__What needs to be done__.
Nothing other than the lines from the one containing "596, row 327." through the close of the entries below should be printed, each exactly.

· · · ·

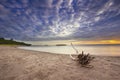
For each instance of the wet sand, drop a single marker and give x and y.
(18, 64)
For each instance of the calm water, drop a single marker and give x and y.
(95, 50)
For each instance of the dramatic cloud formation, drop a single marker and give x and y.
(60, 19)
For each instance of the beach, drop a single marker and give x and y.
(19, 64)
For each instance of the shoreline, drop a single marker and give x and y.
(20, 64)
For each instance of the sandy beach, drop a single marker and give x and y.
(18, 64)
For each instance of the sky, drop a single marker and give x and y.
(48, 20)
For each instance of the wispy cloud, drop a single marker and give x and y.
(60, 19)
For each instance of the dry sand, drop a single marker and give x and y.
(18, 64)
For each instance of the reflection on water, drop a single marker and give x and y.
(95, 50)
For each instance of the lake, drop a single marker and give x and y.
(104, 50)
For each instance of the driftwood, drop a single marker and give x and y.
(83, 59)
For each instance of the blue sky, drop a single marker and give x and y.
(40, 20)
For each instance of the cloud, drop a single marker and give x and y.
(59, 19)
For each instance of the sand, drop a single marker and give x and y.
(18, 64)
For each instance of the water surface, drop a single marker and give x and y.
(112, 50)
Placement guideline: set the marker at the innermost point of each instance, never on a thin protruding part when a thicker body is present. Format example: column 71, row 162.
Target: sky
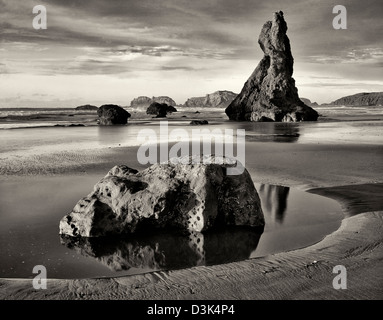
column 111, row 51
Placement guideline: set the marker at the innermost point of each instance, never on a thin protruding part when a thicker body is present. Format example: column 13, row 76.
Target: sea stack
column 270, row 92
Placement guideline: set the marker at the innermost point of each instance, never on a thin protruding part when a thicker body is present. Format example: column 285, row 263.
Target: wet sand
column 349, row 173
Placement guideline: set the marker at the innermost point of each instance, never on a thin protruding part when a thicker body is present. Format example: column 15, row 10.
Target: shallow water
column 30, row 215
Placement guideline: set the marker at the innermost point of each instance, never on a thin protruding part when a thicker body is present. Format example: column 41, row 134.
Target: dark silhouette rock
column 308, row 102
column 198, row 122
column 111, row 114
column 361, row 99
column 189, row 193
column 145, row 102
column 87, row 107
column 218, row 99
column 160, row 109
column 270, row 91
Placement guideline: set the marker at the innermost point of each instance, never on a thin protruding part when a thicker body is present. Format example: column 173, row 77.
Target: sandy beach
column 350, row 173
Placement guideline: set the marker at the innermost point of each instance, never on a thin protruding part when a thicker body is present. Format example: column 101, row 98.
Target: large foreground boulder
column 270, row 92
column 110, row 114
column 160, row 109
column 186, row 193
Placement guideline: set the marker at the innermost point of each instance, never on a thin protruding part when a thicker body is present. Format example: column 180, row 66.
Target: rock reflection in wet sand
column 274, row 200
column 169, row 251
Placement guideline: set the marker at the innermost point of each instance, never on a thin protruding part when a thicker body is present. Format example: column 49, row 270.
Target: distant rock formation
column 111, row 114
column 87, row 107
column 361, row 99
column 189, row 193
column 270, row 91
column 308, row 102
column 145, row 102
column 198, row 122
column 160, row 109
column 218, row 99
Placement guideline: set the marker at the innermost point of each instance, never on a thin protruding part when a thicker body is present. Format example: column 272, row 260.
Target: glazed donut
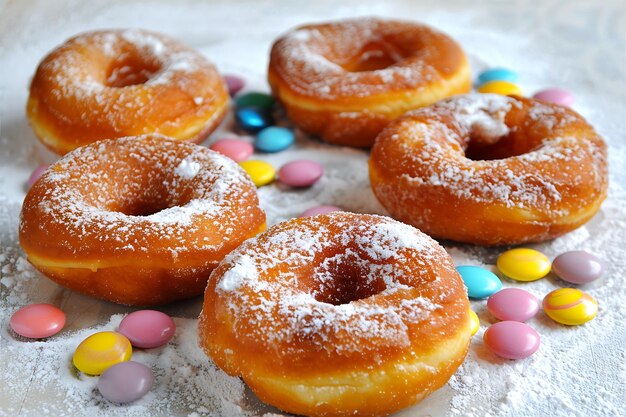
column 490, row 170
column 345, row 81
column 138, row 220
column 116, row 83
column 338, row 314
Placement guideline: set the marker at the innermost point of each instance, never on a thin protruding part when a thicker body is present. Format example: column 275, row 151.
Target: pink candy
column 37, row 321
column 36, row 174
column 556, row 95
column 513, row 304
column 236, row 149
column 300, row 173
column 317, row 210
column 511, row 339
column 147, row 328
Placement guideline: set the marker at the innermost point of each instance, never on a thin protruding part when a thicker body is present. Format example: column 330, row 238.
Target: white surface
column 570, row 44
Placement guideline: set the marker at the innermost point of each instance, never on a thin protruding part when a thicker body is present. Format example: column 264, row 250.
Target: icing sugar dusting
column 377, row 251
column 189, row 186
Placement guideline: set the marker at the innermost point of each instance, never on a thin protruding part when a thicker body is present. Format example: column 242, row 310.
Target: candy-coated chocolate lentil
column 317, row 210
column 300, row 173
column 147, row 328
column 261, row 172
column 100, row 351
column 556, row 95
column 274, row 139
column 504, row 88
column 511, row 339
column 523, row 264
column 255, row 99
column 577, row 267
column 125, row 382
column 252, row 119
column 234, row 83
column 570, row 306
column 475, row 323
column 36, row 174
column 513, row 304
column 37, row 321
column 236, row 149
column 498, row 74
column 480, row 282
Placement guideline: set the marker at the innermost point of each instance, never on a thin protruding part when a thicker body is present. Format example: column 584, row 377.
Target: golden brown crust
column 345, row 81
column 137, row 221
column 340, row 314
column 537, row 170
column 116, row 83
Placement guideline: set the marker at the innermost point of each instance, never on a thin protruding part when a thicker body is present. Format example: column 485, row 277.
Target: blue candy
column 480, row 282
column 252, row 119
column 497, row 74
column 274, row 139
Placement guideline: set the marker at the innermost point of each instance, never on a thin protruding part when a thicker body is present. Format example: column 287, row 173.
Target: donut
column 338, row 314
column 117, row 83
column 138, row 220
column 490, row 170
column 345, row 81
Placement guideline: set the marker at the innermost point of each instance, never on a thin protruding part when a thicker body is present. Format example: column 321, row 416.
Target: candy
column 261, row 172
column 513, row 304
column 300, row 173
column 498, row 74
column 147, row 328
column 570, row 306
column 255, row 99
column 511, row 339
column 474, row 323
column 556, row 95
column 236, row 149
column 274, row 139
column 317, row 210
column 523, row 264
column 234, row 83
column 100, row 351
column 37, row 321
column 577, row 267
column 480, row 282
column 36, row 174
column 252, row 119
column 500, row 87
column 125, row 382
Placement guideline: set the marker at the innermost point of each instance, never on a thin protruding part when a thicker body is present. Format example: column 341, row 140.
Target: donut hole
column 375, row 55
column 142, row 192
column 130, row 69
column 345, row 282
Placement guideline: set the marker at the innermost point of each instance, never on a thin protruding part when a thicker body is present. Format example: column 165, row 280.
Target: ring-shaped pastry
column 345, row 81
column 338, row 314
column 116, row 83
column 491, row 170
column 140, row 220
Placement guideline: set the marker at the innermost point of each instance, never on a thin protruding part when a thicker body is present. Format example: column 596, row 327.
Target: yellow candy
column 261, row 172
column 100, row 351
column 475, row 323
column 523, row 264
column 570, row 306
column 500, row 87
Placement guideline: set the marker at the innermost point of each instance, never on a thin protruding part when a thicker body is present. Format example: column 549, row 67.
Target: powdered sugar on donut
column 99, row 194
column 518, row 181
column 311, row 59
column 279, row 312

· · · ·

__Complete response__.
Placement guideline: set the marker at the innermost point of each instance, never on a thin protruding part when a thicker body is present. Format example: column 596, row 327.
Target: yellow candy
column 261, row 172
column 100, row 351
column 475, row 323
column 523, row 264
column 570, row 306
column 500, row 87
Placement guideline: set the marker at the innermost point of each instance, never on a thin protruding part when a thicker body is present. Format example: column 549, row 67.
Target: powdered sugar on donut
column 99, row 194
column 518, row 181
column 311, row 59
column 279, row 312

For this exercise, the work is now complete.